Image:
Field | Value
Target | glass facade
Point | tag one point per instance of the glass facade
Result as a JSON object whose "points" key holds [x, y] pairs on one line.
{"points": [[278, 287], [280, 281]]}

• [Work to do] Please copy the items above word for word, keeping every line as it stands.

• [The result]
Image:
Field | Value
Target | glass facade
Point | tag one point per instance of the glass facade
Result as a JSON object whose "points" key holds [x, y] pairs on one line.
{"points": [[278, 287], [280, 281]]}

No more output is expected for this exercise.